# [Exercise inputs]
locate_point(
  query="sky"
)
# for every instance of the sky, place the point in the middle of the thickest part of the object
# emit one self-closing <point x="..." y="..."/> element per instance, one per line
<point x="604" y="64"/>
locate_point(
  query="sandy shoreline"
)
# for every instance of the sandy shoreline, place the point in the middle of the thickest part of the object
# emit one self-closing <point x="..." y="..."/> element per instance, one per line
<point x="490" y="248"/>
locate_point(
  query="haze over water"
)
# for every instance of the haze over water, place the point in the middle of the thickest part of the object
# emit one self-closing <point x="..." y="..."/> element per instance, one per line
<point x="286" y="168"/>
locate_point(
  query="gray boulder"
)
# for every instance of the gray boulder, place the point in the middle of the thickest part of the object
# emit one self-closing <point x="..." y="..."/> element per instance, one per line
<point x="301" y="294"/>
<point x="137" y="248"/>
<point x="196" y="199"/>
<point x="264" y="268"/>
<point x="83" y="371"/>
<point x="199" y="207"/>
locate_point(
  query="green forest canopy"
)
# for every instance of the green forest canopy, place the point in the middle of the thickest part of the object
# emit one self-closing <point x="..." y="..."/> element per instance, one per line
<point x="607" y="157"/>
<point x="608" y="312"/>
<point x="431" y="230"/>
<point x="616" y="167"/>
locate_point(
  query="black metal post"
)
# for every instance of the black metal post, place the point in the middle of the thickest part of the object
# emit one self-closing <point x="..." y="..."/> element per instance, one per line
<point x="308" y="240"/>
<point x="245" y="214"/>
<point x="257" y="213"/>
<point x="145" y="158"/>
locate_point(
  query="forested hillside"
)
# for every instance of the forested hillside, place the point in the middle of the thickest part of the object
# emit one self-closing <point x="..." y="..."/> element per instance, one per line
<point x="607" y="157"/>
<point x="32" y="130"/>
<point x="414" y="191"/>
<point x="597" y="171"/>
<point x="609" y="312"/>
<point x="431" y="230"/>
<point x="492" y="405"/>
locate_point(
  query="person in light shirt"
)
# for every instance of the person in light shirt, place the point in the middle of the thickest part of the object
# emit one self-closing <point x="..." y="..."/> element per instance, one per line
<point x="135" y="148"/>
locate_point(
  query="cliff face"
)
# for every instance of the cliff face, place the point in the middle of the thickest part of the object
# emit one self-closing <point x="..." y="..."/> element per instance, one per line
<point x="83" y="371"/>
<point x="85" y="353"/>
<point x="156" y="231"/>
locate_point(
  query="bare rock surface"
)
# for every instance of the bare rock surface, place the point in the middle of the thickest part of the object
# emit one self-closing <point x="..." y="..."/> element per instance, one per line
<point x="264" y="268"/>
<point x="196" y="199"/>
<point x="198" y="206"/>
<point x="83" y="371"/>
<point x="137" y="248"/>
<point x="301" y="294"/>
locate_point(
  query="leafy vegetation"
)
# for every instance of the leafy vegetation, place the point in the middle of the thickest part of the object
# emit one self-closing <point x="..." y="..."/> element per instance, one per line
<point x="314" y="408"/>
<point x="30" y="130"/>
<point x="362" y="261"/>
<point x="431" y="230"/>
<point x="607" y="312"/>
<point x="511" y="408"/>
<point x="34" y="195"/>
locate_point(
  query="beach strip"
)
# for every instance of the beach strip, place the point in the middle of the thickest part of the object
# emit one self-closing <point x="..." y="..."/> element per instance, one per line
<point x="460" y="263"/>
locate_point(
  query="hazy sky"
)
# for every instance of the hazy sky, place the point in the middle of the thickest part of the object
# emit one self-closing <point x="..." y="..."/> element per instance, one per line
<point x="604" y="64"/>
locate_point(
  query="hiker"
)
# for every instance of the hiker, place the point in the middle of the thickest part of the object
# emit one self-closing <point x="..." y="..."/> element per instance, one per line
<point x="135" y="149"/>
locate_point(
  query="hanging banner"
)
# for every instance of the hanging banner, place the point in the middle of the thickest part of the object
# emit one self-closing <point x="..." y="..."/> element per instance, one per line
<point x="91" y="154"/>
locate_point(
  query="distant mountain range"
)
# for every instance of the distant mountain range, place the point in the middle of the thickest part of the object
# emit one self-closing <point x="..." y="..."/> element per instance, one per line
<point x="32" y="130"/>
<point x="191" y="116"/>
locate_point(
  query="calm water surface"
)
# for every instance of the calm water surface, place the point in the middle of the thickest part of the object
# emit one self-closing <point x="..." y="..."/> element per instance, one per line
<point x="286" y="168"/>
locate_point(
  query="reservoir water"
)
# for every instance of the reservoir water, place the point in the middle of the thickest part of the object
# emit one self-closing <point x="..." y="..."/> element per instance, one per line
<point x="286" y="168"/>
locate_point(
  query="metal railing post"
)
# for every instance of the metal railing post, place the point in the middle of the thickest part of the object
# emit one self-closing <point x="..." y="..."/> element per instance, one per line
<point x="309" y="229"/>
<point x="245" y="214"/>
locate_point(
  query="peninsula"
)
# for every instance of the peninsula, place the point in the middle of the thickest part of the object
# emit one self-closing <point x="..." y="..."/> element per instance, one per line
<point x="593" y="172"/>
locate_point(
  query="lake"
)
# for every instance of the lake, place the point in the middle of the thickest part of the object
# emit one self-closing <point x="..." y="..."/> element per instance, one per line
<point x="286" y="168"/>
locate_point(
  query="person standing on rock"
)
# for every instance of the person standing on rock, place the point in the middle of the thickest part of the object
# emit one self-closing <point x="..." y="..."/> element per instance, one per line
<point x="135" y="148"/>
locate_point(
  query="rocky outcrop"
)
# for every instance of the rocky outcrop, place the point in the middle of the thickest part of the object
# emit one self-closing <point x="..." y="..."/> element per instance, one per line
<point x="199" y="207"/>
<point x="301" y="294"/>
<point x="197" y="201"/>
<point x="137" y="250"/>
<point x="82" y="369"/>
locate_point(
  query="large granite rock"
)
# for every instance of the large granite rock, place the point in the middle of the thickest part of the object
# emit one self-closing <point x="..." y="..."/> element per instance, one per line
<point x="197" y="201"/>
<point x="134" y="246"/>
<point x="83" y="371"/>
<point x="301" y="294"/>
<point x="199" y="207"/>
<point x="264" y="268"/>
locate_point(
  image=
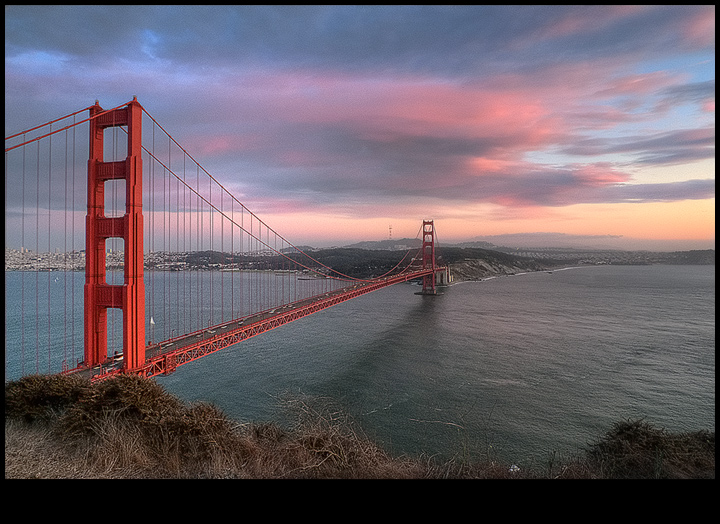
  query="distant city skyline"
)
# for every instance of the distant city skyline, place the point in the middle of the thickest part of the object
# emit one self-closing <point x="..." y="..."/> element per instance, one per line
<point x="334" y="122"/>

# [Directions]
Every line of the material is to be quoted exactly, with no pictures carried over.

# [Task response]
locate_point(
  query="sky"
)
# for every instance of the sky, place the point in the middle of the thickest part of the object
# emit one self-closing <point x="..." y="..."/> element per instance, one per line
<point x="604" y="64"/>
locate_point(
  query="sandy shoreline"
)
# for every instance of the sandy shoreline, place the point in the middle of the thickest part of the object
# emit one self-closing <point x="..." y="..."/> element per instance, one per line
<point x="490" y="248"/>
locate_point(
  query="haze over water"
)
# for every instance of the haze over water, place the point in the middle of the thickest part of the object
# emit one self-closing <point x="..." y="..."/> element per instance, one per line
<point x="286" y="168"/>
locate_point(
  query="gray boulder"
)
# for every instance of the gray boulder, place the point in the middle of the thickest part of the object
# emit one self-closing <point x="..." y="..."/> element per instance, one per line
<point x="301" y="294"/>
<point x="137" y="248"/>
<point x="196" y="199"/>
<point x="264" y="268"/>
<point x="83" y="371"/>
<point x="199" y="207"/>
locate_point(
  query="green forest canopy"
)
# for every instance of the green forest canopy, place the point in the middle of the thickest part of the object
# emit one self-closing <point x="..." y="..."/> element per instance, one per line
<point x="607" y="157"/>
<point x="608" y="312"/>
<point x="431" y="230"/>
<point x="616" y="167"/>
locate_point(
  query="black metal post"
)
# for every instance of the black metal post, place the point in the middle of the thickest part of the object
# emit one self-closing <point x="..." y="..."/> element per instance, one per line
<point x="308" y="240"/>
<point x="245" y="214"/>
<point x="257" y="213"/>
<point x="145" y="158"/>
locate_point(
  query="forested hillside"
)
# for every instance of the forested hillside, place the point in the middle of the thickest part of the object
# emit one self-closing <point x="..." y="..."/> element per instance, one per line
<point x="607" y="157"/>
<point x="32" y="130"/>
<point x="414" y="191"/>
<point x="597" y="171"/>
<point x="609" y="312"/>
<point x="431" y="230"/>
<point x="492" y="405"/>
locate_point(
  query="person in light shirt"
)
# for every instance of the person in light shirt, place the point in the middle of the thickest part of the object
# emit one self-closing <point x="..." y="..."/> element per instance, one per line
<point x="135" y="148"/>
locate_point(
  query="cliff face"
)
# for every instance of the cliff face, place the point in the middle of the thickest part of the object
# emit one self-closing <point x="..." y="..."/> element per instance, one per line
<point x="83" y="371"/>
<point x="85" y="353"/>
<point x="156" y="231"/>
locate_point(
  query="bare rock surface"
)
# for every instance of the bare rock surface, place the point in the middle of the thickest part of the object
# emit one self-closing <point x="..." y="..."/> element per instance, one per line
<point x="264" y="268"/>
<point x="196" y="199"/>
<point x="198" y="206"/>
<point x="83" y="371"/>
<point x="137" y="248"/>
<point x="301" y="294"/>
locate_point(
  query="leafy vegetation"
)
# for every instance of the leafy vegetation, place the point in the middle of the thickest part of the object
# emit one self-closing <point x="..." y="..."/> element per instance, one per line
<point x="314" y="408"/>
<point x="30" y="130"/>
<point x="362" y="261"/>
<point x="431" y="230"/>
<point x="607" y="312"/>
<point x="511" y="408"/>
<point x="34" y="195"/>
locate_point(
  query="beach strip"
)
# for every instance of the beach strip, place the point in the middle of the thickest part of the object
# emit one self-closing <point x="..." y="..."/> element per instance, one per line
<point x="460" y="263"/>
locate_point(
  query="hazy sky"
)
# for every instance of the hazy sky, place the point in the middle of the thickest part of the object
# emit one self-closing <point x="..." y="..."/> element per instance, one per line
<point x="604" y="64"/>
locate_point(
  query="hiker"
)
# for every instance of the hiker, place the point in the middle of the thickest part of the object
# emit one self-closing <point x="..." y="..."/> element per instance, one per line
<point x="135" y="149"/>
locate_point(
  query="hanging banner"
)
# for every instance of the hanging banner, place the point in the middle of the thickest part of the object
# emit one self-closing <point x="..." y="..."/> element per instance, one per line
<point x="91" y="154"/>
locate_point(
  query="distant mountain range"
)
# for every instance of the distant mountain range, place the point in the middle of the thickest part of the object
# emit one self-closing <point x="..." y="..."/> element per instance, one per line
<point x="32" y="130"/>
<point x="191" y="116"/>
locate_point(
  query="calm water surface"
)
# for every instance of the calm water surface, place the point in the middle of the thickest part of the object
# emit one self-closing <point x="..." y="..."/> element per instance, one per line
<point x="286" y="168"/>
locate_point(
  query="reservoir water"
)
# for every instance of the reservoir water, place the point in the middle of the thickest part of the object
# emit one self-closing <point x="..." y="..."/> element per instance, one per line
<point x="286" y="168"/>
locate_point(
  query="metal railing post"
)
# for every instance of the metal railing post, place the point in the middle of the thickest part of the object
# emit one self-closing <point x="..." y="..."/> element per instance, one per line
<point x="309" y="229"/>
<point x="245" y="214"/>
locate_point(
  query="peninsula"
)
# for every instance of the peninsula, place the point in the middle of the thickest part of the object
# emit one self-closing <point x="..." y="..."/> element per instance, one per line
<point x="593" y="172"/>
locate_point(
  query="lake"
)
# for every instance of the lake, place the point in the middle of the thickest part of the object
# emit one self-closing <point x="..." y="..."/> element per instance, one per line
<point x="286" y="168"/>
locate_point(
  query="person standing on rock"
)
# for every instance of the person standing on rock, place the point in the middle of the thickest part of the object
# emit one self-closing <point x="..." y="..."/> element per instance, one per line
<point x="135" y="148"/>
locate_point(
  query="rocky outcrop"
)
# for every instance of the rocky outcrop, place the point in the middle of the thickest part of the object
# emit one self-closing <point x="..." y="..."/> element per instance, one per line
<point x="199" y="207"/>
<point x="301" y="294"/>
<point x="197" y="201"/>
<point x="137" y="250"/>
<point x="82" y="369"/>
locate_point(
  query="large granite rock"
)
# for every instance of the large granite rock, place the point in the middle of the thickest part of the object
# emit one self-closing <point x="..." y="..."/> element per instance, one per line
<point x="197" y="201"/>
<point x="134" y="246"/>
<point x="83" y="371"/>
<point x="301" y="294"/>
<point x="199" y="207"/>
<point x="264" y="268"/>
locate_point(
  image=
  query="distant city skyline"
)
# for every instance of the distant city skyline, place the point in the middle of the thickest part of the object
# emit one self-closing <point x="..." y="..."/> element per instance, one per line
<point x="334" y="122"/>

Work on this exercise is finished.